**EXTRACT TO READ:**
THREE TREES

THREE TREES
The horse's pasture to the East...

Saturday, August 27, 2016

MINIVER'S CIRCLE, Best Dog Ever


We finished our book together. " I willed myself to stay awake, but the rain was so soft and the room was so warm and his voice was so deep and his knee was so snug that I slept. " Scout, last page of TO KILL A MOCKINGBIRD

Mrs. Miniver died in my arms, held up close to my chest. She ended her life quietly, without pain and looking in to my eyes with that same, clear trust that she always gave to me. I'd told her it would be OK, that I would be there with her all the way. John and I spent the afternoon telling her Miniver Stories, letting her know about who might be there to see her through to the next place. 

She wasn't interested in any of that. It was just us humans comforting ourselves. She had no fear. She was ready, quiet, calm, waiting and watching my face. As long as I was there, she was fine. I was the human she had chosen, and not the other way around. She loved that part of our time together. It was always her choosing and not humans making it happen to her.

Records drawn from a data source

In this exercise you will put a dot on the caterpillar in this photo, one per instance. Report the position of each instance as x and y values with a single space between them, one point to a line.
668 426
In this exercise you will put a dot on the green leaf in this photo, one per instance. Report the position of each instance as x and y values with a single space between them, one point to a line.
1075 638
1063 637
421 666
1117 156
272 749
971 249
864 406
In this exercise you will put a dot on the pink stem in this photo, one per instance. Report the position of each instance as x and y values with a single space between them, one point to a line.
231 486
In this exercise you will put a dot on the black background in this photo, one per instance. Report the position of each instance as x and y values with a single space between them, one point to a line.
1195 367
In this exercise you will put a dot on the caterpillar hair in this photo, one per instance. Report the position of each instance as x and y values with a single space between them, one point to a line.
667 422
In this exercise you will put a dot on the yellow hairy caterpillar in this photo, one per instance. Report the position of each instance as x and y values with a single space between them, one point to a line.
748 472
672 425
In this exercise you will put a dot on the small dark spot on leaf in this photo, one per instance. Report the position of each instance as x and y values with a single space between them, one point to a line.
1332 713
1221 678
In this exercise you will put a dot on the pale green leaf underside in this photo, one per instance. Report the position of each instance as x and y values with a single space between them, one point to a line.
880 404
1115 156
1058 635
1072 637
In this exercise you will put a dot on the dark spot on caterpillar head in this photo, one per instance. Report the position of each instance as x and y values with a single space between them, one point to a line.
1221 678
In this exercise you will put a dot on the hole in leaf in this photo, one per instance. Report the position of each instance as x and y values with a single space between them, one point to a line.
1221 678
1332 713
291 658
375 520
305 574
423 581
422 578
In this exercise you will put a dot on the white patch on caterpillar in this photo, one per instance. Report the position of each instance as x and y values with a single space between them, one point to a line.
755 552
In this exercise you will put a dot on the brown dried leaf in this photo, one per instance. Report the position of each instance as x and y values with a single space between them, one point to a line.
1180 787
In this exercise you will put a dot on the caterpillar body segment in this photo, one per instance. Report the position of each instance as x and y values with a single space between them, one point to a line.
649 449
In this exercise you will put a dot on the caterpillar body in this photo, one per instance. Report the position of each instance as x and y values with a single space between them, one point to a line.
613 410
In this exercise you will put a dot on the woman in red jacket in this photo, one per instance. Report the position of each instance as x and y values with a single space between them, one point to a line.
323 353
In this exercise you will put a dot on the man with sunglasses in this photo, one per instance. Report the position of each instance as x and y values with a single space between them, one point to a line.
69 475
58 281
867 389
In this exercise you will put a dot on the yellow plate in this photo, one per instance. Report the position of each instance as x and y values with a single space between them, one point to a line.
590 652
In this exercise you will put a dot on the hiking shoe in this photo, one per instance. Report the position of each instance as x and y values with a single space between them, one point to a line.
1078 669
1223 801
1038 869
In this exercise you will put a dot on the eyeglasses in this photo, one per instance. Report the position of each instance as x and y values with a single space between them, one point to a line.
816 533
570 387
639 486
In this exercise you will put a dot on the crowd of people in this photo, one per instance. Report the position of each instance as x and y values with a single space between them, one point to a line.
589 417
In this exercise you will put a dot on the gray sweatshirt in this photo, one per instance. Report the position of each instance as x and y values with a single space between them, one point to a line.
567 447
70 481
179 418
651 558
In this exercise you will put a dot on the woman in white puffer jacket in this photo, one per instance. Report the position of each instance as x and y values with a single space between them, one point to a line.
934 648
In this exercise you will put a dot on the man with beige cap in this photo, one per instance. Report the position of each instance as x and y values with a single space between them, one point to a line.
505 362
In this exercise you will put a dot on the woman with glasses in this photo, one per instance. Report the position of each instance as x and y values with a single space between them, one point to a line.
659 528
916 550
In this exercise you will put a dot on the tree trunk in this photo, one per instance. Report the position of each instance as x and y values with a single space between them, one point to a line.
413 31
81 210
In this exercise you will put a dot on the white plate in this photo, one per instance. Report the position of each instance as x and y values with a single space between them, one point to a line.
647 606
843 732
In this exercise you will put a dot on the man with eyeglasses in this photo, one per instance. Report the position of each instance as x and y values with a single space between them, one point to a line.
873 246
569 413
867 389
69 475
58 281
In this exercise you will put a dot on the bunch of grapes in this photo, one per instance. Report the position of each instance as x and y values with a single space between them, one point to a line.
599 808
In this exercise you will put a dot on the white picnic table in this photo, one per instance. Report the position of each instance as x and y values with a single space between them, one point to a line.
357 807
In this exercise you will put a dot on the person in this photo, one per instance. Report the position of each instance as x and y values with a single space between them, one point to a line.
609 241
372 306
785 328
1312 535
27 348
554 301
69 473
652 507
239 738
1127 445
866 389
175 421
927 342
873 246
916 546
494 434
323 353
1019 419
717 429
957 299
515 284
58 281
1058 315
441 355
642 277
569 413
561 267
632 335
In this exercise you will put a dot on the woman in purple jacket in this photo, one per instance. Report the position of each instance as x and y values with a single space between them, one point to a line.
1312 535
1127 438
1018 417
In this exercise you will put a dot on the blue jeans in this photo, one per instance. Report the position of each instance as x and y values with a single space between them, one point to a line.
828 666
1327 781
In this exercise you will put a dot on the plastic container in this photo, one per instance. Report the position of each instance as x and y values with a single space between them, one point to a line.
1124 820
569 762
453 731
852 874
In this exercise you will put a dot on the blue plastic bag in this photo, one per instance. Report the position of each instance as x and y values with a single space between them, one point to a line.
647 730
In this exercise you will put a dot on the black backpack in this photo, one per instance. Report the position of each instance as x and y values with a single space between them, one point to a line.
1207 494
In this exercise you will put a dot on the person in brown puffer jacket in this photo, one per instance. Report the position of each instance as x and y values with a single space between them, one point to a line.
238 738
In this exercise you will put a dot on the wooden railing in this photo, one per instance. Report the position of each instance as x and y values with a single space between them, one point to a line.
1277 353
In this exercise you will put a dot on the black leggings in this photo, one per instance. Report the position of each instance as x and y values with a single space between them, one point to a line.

**GIVEN INSTRUCTION:** Pick up the blog post about Mrs. Miniver after its last sentence and write the next part. None of these lines is needed for the work here.

**RESPONSE:**
It isn't too hard to understand that when the bond goes in two directions and both of us treat the other with respect and kindness, love and devotion without expectations, neither of us wants to walk on without the other. She was always with me, always.


Five years ago, just weeks after my sweet glossy dog, Gypsy had died, I had a dream. In the dream Gypsy came to me, jumped up on the bed, and laid down where she always had before and told me that there was someone waiting for me. All I had to do was go find her. When I woke up the pillow was warm where she had laid next to me in the dream.

That morning, I did my chores and drove in to the animal shelter in Lawrence (Kansas). It was a busy Saturday morning in May, the weather was cool and people were there looking for puppies and kittens. That wasn't necessarily what I was doing. I told the tired looking young woman  that I was there, looking for my next dog. I told her we lived out on a nature preserve. " There are predators so it can't be a small dog. I need one large enough to fend off a coyote or owl."

We spent all day looking. I met nervous dogs, depressed dogs, frightened dogs, busy dogs. I looked at puppies and old dogs, big dogs and small dogs. They were all wonderful, even the ones who were a bit aggressive because they were frightened. I walked dogs, rubbed tummies, scratched behind ears but it still wasn't 'my' dog. And then we came around the last corner to walk down the aisle where the really big dogs were. She told me some of them hadn't been out for a walk in weeks because the volunteers and even the staff were frightened by them, so I might not find who I wanted today. I wanted to look anyway.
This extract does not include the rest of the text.